Start of Text shown

DOC-775 Address feedback from new docs rollout (dagster-io#27629)

neverett · LoHertel · commit 593691ba8e3a · 2025-02-11T05:52:03.000+01:00
## Summary &amp; Motivation

* Re-add "Migrating from Step Launchers to Dagster Pipes"
* Move Dagster Pipes + AWS docs to /aws subsection
* Update "Dagster Cloud" to "Dagster+"

## How I Tested These Changes

Local build.

## Changelog

&gt; Insert changelog entry or delete this section.

---------

Signed-off-by: nikki everett &lt;nikki@dagsterlabs.com&gt;
diff --git a/docs/docs/guides/build/external-pipelines/aws/aws-ecs-pipeline.md b/docs/docs/guides/build/external-pipelines/aws/aws-ecs-pipeline.md
@@ -1,7 +1,7 @@
 ---
 title: Build pipelines with AWS ECS
 description: "Learn to integrate Dagster Pipes with AWS ECS to launch external code from Dagster assets."
-sidebar_position: 200
+sidebar_position: 100
 ---
 
 This article covers how to use [Dagster Pipes](/guides/build/external-pipelines/) with [AWS ECS](https://aws.amazon.com/ecs/).

End of Text shown

Tasks and exercises.
(a) Edit the commit text starting at "-sidebar_position: 200" and ending at "with [AWS ECS](https://aws.amazon.com/ecs/).", with "article" changed to "guide".
(b) According to the commit text, how were the changes tested?

Start of Dataset extract

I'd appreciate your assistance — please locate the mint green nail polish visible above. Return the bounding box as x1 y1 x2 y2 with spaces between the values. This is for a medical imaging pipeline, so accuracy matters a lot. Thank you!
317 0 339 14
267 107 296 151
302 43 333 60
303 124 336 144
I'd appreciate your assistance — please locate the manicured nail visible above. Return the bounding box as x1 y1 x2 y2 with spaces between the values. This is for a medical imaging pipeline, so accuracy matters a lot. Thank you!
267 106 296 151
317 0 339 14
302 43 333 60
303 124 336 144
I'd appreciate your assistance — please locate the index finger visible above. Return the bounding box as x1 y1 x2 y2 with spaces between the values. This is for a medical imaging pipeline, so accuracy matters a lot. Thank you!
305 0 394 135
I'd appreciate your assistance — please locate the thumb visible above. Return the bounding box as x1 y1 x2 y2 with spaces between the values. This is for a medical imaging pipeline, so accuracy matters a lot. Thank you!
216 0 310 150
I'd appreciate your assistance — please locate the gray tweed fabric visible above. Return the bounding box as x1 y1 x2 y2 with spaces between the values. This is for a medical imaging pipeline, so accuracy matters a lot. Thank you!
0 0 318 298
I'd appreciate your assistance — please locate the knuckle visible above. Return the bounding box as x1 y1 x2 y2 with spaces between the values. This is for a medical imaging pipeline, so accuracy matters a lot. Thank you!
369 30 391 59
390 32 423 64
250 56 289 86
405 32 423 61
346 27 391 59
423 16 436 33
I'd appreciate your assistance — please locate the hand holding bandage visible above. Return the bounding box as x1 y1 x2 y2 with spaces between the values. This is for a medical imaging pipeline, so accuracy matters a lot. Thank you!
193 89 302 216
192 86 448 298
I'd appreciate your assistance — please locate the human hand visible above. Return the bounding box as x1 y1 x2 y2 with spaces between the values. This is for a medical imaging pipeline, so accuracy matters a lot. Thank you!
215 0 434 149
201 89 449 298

End of Dataset extract

Expected outputs.
(a)
-sidebar_position: 200
+sidebar_position: 100
 ---
 
 This guide covers how to use [Dagster Pipes](/guides/build/external-pipelines/) with [AWS ECS](https://aws.amazon.com/ecs/).

(b) With a local build.